**Pointing records**
==================================================

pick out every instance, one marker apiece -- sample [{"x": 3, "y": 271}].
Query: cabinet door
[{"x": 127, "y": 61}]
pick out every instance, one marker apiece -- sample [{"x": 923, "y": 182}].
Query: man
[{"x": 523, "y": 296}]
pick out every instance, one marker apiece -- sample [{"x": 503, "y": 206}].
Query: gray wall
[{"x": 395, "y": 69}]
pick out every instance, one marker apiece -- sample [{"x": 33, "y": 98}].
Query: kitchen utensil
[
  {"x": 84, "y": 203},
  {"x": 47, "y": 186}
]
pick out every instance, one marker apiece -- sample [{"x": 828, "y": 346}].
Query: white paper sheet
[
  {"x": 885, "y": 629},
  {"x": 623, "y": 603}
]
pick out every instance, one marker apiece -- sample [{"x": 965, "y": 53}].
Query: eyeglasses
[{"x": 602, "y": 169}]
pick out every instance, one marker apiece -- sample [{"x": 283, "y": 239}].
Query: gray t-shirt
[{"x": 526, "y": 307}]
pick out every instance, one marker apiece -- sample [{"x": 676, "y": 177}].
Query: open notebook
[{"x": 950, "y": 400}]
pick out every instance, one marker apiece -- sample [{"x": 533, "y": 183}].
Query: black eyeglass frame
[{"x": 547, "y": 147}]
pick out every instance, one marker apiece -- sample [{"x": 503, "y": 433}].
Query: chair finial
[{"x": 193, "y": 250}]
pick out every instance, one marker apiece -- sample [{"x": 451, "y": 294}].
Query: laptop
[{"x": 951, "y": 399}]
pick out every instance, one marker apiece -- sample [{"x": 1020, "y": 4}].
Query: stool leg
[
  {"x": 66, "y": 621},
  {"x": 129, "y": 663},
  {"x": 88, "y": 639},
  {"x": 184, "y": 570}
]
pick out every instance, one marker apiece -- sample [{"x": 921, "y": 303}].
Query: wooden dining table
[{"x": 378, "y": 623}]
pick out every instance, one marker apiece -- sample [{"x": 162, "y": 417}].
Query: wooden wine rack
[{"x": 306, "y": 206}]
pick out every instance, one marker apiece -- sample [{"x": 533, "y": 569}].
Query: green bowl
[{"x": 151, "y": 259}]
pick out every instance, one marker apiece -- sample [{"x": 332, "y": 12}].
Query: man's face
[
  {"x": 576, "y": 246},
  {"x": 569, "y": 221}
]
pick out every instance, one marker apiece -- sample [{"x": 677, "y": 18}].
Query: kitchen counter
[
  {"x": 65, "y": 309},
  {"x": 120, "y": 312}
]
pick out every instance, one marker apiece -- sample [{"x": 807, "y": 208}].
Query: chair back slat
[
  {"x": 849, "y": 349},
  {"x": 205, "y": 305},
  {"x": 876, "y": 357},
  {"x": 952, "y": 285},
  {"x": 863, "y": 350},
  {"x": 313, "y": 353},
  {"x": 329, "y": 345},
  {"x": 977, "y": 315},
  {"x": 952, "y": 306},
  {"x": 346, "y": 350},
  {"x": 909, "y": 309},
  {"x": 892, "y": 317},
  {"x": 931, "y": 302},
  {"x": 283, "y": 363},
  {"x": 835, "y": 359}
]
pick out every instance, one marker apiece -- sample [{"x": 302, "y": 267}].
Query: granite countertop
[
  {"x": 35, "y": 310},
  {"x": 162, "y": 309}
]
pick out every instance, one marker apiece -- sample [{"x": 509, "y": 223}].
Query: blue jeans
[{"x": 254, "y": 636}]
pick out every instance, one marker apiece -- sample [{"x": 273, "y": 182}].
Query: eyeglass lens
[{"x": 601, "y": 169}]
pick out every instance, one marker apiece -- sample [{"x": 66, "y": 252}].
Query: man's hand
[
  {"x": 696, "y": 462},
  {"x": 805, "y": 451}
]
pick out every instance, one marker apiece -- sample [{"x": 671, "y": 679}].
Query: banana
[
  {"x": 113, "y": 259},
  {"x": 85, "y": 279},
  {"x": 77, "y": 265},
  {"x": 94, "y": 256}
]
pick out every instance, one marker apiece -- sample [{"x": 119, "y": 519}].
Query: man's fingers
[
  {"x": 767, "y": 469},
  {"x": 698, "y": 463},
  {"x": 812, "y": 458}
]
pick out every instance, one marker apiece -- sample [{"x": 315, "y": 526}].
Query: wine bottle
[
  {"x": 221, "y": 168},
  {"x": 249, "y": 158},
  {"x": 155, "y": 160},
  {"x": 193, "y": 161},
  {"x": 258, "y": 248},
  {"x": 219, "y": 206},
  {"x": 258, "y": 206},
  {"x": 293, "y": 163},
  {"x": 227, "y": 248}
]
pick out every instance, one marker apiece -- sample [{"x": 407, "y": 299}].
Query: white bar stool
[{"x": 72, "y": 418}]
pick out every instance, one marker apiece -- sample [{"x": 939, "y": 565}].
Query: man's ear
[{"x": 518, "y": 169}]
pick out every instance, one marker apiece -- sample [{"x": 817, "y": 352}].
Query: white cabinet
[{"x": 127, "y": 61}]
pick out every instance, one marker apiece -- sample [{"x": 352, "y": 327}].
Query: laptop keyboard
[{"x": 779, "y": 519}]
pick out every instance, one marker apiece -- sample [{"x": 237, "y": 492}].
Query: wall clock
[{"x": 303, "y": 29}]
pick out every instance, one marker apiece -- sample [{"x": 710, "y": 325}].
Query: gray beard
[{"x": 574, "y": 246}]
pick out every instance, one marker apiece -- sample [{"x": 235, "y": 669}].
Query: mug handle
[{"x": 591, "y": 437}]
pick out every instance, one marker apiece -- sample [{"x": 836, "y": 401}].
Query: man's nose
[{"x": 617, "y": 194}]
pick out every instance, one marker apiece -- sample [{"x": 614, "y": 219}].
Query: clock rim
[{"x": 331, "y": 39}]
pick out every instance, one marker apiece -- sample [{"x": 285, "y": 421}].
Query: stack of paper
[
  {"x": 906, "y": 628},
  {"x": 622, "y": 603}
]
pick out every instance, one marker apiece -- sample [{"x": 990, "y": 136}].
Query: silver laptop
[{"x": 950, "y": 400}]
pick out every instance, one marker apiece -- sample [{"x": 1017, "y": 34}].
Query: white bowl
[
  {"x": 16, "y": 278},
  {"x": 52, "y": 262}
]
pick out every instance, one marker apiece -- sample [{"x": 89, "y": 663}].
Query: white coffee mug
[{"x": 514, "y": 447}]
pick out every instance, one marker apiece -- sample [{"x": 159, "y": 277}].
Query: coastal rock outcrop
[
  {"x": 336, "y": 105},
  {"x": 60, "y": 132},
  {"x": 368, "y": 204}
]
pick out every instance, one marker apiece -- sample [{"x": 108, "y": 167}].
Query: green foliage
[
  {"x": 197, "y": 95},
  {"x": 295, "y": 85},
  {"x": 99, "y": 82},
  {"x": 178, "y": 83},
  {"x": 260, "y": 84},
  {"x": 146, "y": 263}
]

==================================================

Exactly reproduce all of the entries above.

pick out every instance, one marker apiece -- sample [{"x": 3, "y": 271}].
Query: cabinet door
[{"x": 127, "y": 61}]
pick out every instance, one marker apiece -- sample [{"x": 923, "y": 182}].
Query: man
[{"x": 523, "y": 296}]
pick out every instance, one marker apiece -- sample [{"x": 503, "y": 206}].
Query: gray wall
[{"x": 395, "y": 69}]
pick out every instance, one marker apiece -- sample [{"x": 33, "y": 98}].
Query: kitchen utensil
[
  {"x": 84, "y": 203},
  {"x": 47, "y": 186}
]
pick out every instance, one marker apiece -- sample [{"x": 828, "y": 346}].
Query: white paper sheet
[
  {"x": 885, "y": 629},
  {"x": 623, "y": 603}
]
pick out every instance, one marker apiece -- sample [{"x": 965, "y": 53}].
Query: eyeglasses
[{"x": 602, "y": 169}]
pick out every instance, one marker apiece -- sample [{"x": 283, "y": 239}].
Query: gray t-shirt
[{"x": 526, "y": 307}]
pick out every instance, one marker apiece -- sample [{"x": 676, "y": 177}].
Query: open notebook
[{"x": 950, "y": 400}]
pick out every instance, one marker apiece -- sample [{"x": 533, "y": 183}].
Query: black eyeglass frame
[{"x": 547, "y": 147}]
pick out every instance, one marker apiece -- sample [{"x": 503, "y": 433}].
Query: chair finial
[{"x": 193, "y": 250}]
pick out every instance, one marker apiece -- sample [{"x": 451, "y": 294}].
Query: laptop
[{"x": 951, "y": 399}]
pick out every instance, one marker apiece -- sample [{"x": 1020, "y": 4}].
Query: stool leg
[
  {"x": 66, "y": 621},
  {"x": 129, "y": 663},
  {"x": 88, "y": 639},
  {"x": 184, "y": 570}
]
pick out every instance, one marker apiece -- sample [{"x": 921, "y": 303}].
Query: wooden dining table
[{"x": 378, "y": 623}]
pick out every instance, one marker apiece -- sample [{"x": 162, "y": 417}].
Query: wooden wine rack
[{"x": 306, "y": 206}]
pick out every instance, one marker apiece -- sample [{"x": 533, "y": 569}].
Query: green bowl
[{"x": 151, "y": 259}]
pick out every instance, one marker apiece -- sample [{"x": 332, "y": 12}].
Query: man's face
[
  {"x": 576, "y": 246},
  {"x": 569, "y": 221}
]
pick out every instance, one marker apiece -- sample [{"x": 677, "y": 18}].
Query: kitchen counter
[
  {"x": 65, "y": 309},
  {"x": 120, "y": 312}
]
pick out every instance, one marker apiece -- sample [{"x": 807, "y": 208}].
Query: chair back slat
[
  {"x": 849, "y": 349},
  {"x": 205, "y": 305},
  {"x": 876, "y": 357},
  {"x": 952, "y": 285},
  {"x": 863, "y": 350},
  {"x": 313, "y": 353},
  {"x": 329, "y": 345},
  {"x": 977, "y": 315},
  {"x": 952, "y": 306},
  {"x": 346, "y": 350},
  {"x": 909, "y": 309},
  {"x": 892, "y": 317},
  {"x": 931, "y": 302},
  {"x": 283, "y": 363},
  {"x": 835, "y": 359}
]
pick out every instance, one marker apiece -- sample [{"x": 302, "y": 267}].
Query: granite countertop
[
  {"x": 35, "y": 310},
  {"x": 162, "y": 309}
]
pick out every instance, one marker apiece -- sample [{"x": 509, "y": 223}].
Query: blue jeans
[{"x": 254, "y": 636}]
pick out every instance, one marker apiece -- sample [{"x": 273, "y": 182}].
Query: eyeglass lens
[{"x": 601, "y": 169}]
pick out every instance, one marker apiece -- sample [{"x": 66, "y": 252}].
Query: man's hand
[
  {"x": 696, "y": 462},
  {"x": 805, "y": 451}
]
pick out every instance, one marker apiece -- sample [{"x": 671, "y": 679}].
Query: banana
[
  {"x": 113, "y": 259},
  {"x": 85, "y": 279},
  {"x": 77, "y": 265},
  {"x": 94, "y": 256}
]
pick out every instance, one marker apiece -- sample [{"x": 119, "y": 519}].
Query: man's fingers
[
  {"x": 767, "y": 469},
  {"x": 698, "y": 463},
  {"x": 812, "y": 458}
]
pick out every instance, one marker apiece -- sample [{"x": 315, "y": 526}].
Query: wine bottle
[
  {"x": 221, "y": 168},
  {"x": 249, "y": 158},
  {"x": 155, "y": 160},
  {"x": 193, "y": 161},
  {"x": 258, "y": 248},
  {"x": 219, "y": 206},
  {"x": 258, "y": 206},
  {"x": 293, "y": 163},
  {"x": 227, "y": 248}
]
pick out every instance, one marker apiece -- sample [{"x": 407, "y": 299}].
Query: white bar stool
[{"x": 72, "y": 418}]
pick out every instance, one marker apiece -- sample [{"x": 939, "y": 565}].
Query: man's ear
[{"x": 518, "y": 169}]
pick out every instance, one marker apiece -- sample [{"x": 817, "y": 352}].
Query: white cabinet
[{"x": 127, "y": 61}]
pick out every instance, one marker apiece -- sample [{"x": 352, "y": 327}].
Query: laptop keyboard
[{"x": 779, "y": 519}]
pick out every instance, one marker apiece -- sample [{"x": 237, "y": 492}].
Query: wall clock
[{"x": 303, "y": 29}]
pick out every instance, one marker apiece -- sample [{"x": 710, "y": 325}].
Query: gray beard
[{"x": 574, "y": 246}]
pick out every instance, one marker apiece -- sample [{"x": 235, "y": 669}].
Query: mug handle
[{"x": 591, "y": 437}]
pick out every instance, one marker apiece -- sample [{"x": 836, "y": 401}].
Query: man's nose
[{"x": 617, "y": 194}]
pick out every instance, one marker apiece -- sample [{"x": 614, "y": 219}].
Query: clock rim
[{"x": 331, "y": 39}]
pick out every instance, one marker apiece -- sample [{"x": 285, "y": 421}].
Query: stack of paper
[
  {"x": 906, "y": 628},
  {"x": 622, "y": 603}
]
pick out every instance, one marker apiece -- sample [{"x": 990, "y": 136}].
Query: silver laptop
[{"x": 950, "y": 400}]
pick out every instance, one marker apiece -- sample [{"x": 1017, "y": 34}].
Query: white bowl
[
  {"x": 16, "y": 278},
  {"x": 52, "y": 262}
]
pick out every instance, one marker apiece -- sample [{"x": 89, "y": 663}].
Query: white coffee mug
[{"x": 514, "y": 447}]
pick out every instance, one marker apiece -- sample [{"x": 159, "y": 277}].
Query: coastal rock outcrop
[
  {"x": 336, "y": 105},
  {"x": 60, "y": 132},
  {"x": 368, "y": 204}
]
pick out every instance, one marker apiece -- sample [{"x": 108, "y": 167}].
Query: green foliage
[
  {"x": 197, "y": 95},
  {"x": 295, "y": 85},
  {"x": 99, "y": 82},
  {"x": 178, "y": 83},
  {"x": 260, "y": 84},
  {"x": 146, "y": 263}
]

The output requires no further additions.